— START SOURCE PASSAGE —

BASIC interpreter program

UBASIC is a freeware BASIC interpreter for MS-DOS and Windows written by Yuji Kida at Rikkyo University in Japan. It is specialized for number theory, primality testing, factoring, and integers up to 2600 digits. The help files have articles and lessons for beginners.

==Features==
UBASIC has a built-in on-line editor with several aids for debugging. It can show cross references to calling lines, lines containing a variable, and lists of variables/arrays. It can renumber lines, change variable names, and append additional programs. It can trace, single step, and time by milliseconds to help determine the fastest way to do highly repetitive sections. It can redefine function keys, either to provide an easy one-keypress function or to prevent a standard function from being accidentally used when it shouldn't. It can shell to DOS or execute a DOS command. It can convert between single-byte character set and double-byte character set, but to have much use for this, the host computer would likely need an aware operating system. Documents may be added to or modified in UBHELP.HLP.

Primality testing with APRT-CLE (to 884 digits) (it is best to run this under UBASIC version 8.8F or later): 500 digits said to take 5 hours on a PP-200, 150 digits takes about 16 minutes on a 486-100, about 2¼ minutes on a K6@233; 250 digits takes about 13½ minutes on a K6@233. Recent machines can be up to 10 times faster. APRT-CLE is often the algorithm of choice for testing primality of integers within its range.

Factoring with programs such as ECMX is quite fast. It can find factors with the number of digits in the low-20s fairly easily, mid-20s somewhat less easily, and upper-20s with lower chance of success. It has found a 30-digit factor. (Finding factors with the elliptic curve method is always chancy for larger factors. The greater the number of curves that are tested the greater the chances of success, but the number needed (on average, one can sometimes get lucky or unlucky) increases rapidly with the size of factors. It is always best to use the fastest machine available. ECMX uses the accepted standards for limits of when to stop working with one curve and switch to the next. It has preliminary primality testing, finding small factors, and powers.

Being interpreted allows modifying programs and then restarting (using GOTO) in the middle of a run, even multi-day, without losing accumulated data. Stopping is not recommended unless a program has been saving the data safely somewhere, or if users forgot to write any way to save data when quitting (perhaps they did not expect to find any and were trying to prove it). When doing anything that might lose valuable data, or if you need to do something else for a time, then you can FREEZE the current program to a file and later MELT it (as long as the lower memory configuration is the same).

UBASIC has line numbers. It does not use indentation to control structure. It has subroutines and user functions with passed parameters and local variables. Parameters can be passed by value or by name. User functions and subroutines may be passed as parameters. It has limited labels. It has various options for conditional functions. Users can indent as much as needed or not at all, and can have as much structure as wanted or spaghetti code. It is a mistake to consider UBASIC as "not modern" (as might be inferred by a reader of articles that confuse indentation with structure and don't favor line numbers). Having line numbers allows easy jumping to an intermediate point in a routine, which can sometimes save duplicating lines.

— END SOURCE PASSAGE —
— START DATA LINES —

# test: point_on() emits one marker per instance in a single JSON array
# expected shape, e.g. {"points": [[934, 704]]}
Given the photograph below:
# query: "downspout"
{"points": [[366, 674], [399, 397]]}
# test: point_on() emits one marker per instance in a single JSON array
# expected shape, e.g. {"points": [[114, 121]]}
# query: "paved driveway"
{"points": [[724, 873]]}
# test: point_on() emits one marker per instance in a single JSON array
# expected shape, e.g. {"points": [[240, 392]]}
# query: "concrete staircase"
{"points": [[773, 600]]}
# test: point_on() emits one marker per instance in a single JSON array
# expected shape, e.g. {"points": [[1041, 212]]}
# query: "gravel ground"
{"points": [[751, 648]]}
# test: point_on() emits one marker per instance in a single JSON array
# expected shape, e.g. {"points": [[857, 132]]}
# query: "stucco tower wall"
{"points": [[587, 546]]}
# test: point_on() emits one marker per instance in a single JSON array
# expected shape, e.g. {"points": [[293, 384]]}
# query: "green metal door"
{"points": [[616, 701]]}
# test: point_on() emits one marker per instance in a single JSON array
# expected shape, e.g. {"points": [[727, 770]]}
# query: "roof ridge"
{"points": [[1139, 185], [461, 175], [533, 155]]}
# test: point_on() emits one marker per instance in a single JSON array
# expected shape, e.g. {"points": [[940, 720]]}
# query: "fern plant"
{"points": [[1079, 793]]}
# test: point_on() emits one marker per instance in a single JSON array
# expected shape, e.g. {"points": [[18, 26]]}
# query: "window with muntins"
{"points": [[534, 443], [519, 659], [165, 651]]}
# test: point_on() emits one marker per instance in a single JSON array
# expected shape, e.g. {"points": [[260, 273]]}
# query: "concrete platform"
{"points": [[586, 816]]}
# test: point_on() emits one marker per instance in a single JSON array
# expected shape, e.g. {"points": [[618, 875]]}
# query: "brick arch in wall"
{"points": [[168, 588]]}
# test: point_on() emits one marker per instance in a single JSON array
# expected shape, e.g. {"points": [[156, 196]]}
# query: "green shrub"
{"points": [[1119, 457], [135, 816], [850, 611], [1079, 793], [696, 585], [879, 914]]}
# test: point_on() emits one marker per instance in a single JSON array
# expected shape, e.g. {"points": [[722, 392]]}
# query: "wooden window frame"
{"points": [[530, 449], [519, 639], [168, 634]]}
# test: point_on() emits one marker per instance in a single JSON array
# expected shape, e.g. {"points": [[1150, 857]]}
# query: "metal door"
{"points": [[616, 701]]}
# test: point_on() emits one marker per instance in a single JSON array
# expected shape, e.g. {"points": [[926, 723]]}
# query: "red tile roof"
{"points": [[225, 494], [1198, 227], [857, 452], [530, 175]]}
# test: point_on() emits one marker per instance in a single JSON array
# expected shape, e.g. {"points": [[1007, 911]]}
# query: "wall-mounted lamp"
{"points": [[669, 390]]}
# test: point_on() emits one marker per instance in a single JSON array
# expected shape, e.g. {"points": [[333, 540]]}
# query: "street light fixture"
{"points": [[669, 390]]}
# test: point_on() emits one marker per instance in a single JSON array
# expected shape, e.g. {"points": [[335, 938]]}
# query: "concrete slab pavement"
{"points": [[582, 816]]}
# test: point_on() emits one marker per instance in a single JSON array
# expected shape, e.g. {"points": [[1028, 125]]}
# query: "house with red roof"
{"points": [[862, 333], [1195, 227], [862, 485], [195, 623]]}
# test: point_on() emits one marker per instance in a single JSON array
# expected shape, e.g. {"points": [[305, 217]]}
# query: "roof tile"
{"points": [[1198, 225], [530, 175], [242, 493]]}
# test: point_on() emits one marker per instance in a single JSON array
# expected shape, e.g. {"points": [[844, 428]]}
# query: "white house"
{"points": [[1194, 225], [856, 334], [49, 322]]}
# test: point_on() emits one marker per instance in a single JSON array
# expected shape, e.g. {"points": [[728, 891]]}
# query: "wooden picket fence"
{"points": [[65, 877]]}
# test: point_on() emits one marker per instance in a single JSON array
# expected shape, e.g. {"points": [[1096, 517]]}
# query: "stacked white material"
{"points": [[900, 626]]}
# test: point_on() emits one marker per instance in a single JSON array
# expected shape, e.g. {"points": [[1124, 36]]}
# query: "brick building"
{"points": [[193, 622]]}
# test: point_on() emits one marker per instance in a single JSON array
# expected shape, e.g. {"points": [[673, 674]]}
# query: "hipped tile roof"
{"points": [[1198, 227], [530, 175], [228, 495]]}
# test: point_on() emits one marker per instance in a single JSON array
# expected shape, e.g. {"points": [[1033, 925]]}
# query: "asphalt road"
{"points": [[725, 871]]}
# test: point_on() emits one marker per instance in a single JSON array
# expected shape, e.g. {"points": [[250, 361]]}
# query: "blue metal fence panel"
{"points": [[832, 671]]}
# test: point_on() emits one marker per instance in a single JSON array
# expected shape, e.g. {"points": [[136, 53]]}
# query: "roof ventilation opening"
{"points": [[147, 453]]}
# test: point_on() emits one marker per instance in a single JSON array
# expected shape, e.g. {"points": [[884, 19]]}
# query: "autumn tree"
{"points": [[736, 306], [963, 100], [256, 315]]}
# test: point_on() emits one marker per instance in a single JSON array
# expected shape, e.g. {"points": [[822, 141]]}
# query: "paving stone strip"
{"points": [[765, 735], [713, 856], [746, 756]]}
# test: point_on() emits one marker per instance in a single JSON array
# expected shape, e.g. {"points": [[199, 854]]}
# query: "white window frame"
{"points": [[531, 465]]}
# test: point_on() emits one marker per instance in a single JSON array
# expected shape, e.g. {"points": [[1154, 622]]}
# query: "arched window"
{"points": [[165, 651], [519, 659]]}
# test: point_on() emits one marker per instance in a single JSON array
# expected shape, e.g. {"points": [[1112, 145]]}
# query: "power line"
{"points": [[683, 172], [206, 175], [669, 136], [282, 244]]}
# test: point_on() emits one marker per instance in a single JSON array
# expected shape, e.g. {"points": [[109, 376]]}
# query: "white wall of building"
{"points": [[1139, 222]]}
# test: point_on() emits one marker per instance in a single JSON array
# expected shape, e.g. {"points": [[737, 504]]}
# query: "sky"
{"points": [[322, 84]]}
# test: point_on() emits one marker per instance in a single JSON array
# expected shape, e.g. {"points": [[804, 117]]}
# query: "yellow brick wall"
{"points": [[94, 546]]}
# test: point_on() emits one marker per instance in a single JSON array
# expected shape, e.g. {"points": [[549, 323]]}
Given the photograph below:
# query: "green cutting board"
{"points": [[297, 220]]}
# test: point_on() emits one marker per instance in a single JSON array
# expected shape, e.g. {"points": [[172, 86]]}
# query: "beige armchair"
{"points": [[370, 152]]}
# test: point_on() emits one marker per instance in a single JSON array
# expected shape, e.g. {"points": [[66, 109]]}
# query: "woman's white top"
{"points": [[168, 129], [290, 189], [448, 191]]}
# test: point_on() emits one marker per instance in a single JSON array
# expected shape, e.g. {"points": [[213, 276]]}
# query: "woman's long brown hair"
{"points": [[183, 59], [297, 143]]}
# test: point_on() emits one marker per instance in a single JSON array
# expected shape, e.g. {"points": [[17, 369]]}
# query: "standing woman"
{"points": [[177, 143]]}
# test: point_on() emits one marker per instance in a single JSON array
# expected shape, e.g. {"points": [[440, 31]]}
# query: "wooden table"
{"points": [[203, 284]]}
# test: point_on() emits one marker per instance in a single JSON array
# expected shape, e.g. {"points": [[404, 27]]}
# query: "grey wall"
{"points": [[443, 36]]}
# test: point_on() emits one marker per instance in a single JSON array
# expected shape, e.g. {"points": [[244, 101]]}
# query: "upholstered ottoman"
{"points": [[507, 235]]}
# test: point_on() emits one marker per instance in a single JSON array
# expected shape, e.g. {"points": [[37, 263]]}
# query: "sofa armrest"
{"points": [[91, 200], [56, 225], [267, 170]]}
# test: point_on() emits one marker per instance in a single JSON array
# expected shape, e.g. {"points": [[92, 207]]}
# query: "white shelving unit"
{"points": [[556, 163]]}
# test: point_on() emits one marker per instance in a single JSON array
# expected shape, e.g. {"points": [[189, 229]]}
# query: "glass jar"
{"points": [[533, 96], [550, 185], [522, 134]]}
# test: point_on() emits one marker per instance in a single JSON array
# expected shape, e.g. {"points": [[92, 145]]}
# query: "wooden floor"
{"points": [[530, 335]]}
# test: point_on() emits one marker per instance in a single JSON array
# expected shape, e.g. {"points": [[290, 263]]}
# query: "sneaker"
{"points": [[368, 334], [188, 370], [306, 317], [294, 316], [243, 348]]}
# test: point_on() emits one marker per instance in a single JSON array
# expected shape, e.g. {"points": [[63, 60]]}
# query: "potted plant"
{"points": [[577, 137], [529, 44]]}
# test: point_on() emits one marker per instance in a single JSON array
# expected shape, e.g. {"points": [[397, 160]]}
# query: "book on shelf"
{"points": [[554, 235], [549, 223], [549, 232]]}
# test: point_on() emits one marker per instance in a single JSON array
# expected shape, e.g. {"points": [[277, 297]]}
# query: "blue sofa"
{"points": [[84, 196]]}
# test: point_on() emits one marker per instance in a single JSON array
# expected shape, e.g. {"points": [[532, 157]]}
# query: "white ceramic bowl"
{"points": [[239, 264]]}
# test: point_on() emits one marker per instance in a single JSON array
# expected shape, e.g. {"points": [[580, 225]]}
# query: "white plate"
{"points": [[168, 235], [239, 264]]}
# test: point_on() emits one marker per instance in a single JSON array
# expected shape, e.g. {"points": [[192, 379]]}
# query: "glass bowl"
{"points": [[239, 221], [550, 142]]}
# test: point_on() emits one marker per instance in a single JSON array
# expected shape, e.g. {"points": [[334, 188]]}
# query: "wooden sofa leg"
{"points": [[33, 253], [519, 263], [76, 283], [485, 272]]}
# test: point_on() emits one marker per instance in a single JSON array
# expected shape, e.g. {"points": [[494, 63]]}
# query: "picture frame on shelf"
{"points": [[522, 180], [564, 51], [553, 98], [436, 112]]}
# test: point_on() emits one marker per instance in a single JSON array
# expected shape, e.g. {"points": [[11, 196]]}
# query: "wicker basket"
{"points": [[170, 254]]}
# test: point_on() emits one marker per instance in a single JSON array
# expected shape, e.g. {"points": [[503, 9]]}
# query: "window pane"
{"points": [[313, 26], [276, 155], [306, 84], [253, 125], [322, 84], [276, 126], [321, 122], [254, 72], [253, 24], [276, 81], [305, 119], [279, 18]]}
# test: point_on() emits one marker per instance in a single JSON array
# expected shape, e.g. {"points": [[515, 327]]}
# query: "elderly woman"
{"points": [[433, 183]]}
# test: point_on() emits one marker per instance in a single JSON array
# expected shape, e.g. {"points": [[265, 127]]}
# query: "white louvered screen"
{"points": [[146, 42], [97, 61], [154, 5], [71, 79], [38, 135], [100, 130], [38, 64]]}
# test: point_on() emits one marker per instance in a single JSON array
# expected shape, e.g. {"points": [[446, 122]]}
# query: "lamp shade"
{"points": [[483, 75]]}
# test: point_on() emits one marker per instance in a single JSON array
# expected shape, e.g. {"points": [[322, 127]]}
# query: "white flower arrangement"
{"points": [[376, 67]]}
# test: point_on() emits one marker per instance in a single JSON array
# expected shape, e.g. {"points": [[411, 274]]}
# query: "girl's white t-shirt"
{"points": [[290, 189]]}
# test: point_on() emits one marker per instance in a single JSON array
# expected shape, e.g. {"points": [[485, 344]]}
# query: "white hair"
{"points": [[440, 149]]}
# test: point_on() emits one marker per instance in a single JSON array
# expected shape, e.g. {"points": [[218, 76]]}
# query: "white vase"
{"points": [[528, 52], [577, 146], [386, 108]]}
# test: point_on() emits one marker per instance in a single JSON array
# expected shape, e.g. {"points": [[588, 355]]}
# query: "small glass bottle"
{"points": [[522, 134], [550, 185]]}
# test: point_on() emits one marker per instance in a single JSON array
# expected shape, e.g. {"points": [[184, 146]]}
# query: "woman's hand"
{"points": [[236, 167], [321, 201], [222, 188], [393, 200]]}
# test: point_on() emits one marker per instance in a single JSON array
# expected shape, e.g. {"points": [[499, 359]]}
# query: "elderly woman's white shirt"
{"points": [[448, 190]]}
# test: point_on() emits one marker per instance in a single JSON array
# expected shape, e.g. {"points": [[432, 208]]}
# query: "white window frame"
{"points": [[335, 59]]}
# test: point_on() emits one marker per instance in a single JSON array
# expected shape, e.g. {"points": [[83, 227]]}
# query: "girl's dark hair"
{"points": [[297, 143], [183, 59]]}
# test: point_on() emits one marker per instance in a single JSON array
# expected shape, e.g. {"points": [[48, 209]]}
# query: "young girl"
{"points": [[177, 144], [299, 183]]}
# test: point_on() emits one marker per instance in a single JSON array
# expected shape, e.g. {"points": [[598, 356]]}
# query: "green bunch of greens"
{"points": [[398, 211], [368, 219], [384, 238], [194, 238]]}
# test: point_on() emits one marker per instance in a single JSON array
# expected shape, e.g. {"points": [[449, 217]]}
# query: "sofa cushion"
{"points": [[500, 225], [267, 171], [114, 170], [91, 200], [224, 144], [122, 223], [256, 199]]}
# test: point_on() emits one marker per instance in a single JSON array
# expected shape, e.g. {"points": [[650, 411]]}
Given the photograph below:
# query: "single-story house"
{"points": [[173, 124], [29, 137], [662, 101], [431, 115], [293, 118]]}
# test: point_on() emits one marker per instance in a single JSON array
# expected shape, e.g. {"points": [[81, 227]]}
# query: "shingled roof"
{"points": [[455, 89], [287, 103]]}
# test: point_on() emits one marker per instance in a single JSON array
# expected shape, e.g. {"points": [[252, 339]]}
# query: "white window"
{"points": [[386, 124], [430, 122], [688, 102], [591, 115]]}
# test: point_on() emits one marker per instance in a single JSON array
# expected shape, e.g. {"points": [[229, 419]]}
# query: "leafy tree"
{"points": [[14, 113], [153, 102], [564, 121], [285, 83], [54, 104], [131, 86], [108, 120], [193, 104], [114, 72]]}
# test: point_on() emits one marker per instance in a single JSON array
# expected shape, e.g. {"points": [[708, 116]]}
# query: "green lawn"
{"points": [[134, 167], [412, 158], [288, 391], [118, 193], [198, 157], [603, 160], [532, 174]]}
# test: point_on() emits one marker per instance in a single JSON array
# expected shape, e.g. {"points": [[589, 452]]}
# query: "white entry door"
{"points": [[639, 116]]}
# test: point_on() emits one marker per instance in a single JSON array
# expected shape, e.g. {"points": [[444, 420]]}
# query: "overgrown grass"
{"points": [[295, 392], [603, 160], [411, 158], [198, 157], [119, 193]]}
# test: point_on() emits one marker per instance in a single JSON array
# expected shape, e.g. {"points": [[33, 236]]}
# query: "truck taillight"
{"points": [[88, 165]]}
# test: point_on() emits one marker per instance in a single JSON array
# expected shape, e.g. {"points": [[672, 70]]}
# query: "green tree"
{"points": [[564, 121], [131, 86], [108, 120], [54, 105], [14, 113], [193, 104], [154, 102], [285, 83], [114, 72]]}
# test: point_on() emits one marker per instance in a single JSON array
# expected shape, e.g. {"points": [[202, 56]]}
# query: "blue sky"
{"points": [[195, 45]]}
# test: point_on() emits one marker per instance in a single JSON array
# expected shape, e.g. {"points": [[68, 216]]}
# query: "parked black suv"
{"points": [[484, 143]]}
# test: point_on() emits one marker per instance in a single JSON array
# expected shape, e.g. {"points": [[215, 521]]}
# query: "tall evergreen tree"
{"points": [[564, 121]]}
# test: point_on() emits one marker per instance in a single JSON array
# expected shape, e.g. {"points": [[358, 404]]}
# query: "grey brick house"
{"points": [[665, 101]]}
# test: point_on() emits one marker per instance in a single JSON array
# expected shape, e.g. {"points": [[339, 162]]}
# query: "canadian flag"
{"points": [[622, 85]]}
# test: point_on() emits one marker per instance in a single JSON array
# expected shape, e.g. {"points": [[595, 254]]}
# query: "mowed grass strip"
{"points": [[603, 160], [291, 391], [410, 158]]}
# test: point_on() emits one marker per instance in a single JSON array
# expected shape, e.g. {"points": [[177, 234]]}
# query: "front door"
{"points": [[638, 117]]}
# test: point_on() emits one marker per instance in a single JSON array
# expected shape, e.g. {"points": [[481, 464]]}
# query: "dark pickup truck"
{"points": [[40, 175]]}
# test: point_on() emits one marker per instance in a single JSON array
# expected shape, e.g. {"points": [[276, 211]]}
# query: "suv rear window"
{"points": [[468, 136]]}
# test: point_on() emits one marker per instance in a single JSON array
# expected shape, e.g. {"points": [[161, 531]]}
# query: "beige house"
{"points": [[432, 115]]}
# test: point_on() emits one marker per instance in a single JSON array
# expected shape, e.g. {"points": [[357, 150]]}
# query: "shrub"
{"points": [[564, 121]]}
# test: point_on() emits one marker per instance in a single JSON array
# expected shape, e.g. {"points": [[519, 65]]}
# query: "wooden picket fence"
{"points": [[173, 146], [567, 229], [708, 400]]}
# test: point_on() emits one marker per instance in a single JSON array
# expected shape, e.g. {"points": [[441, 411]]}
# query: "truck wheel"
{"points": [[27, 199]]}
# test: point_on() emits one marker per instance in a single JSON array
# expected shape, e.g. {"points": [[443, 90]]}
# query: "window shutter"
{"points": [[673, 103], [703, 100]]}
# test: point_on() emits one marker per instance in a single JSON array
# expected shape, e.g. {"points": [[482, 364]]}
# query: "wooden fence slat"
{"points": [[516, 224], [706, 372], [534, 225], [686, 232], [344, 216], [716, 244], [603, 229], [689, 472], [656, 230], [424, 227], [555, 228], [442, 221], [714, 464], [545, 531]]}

— END DATA LINES —

▸ **WRITTEN PROBLEM**:
According to the passage on UBASIC, integers of up to how many digits does the interpreter handle?

▸ **RESULT FOR THIS EXERCISE**:
Up to 2600 digits.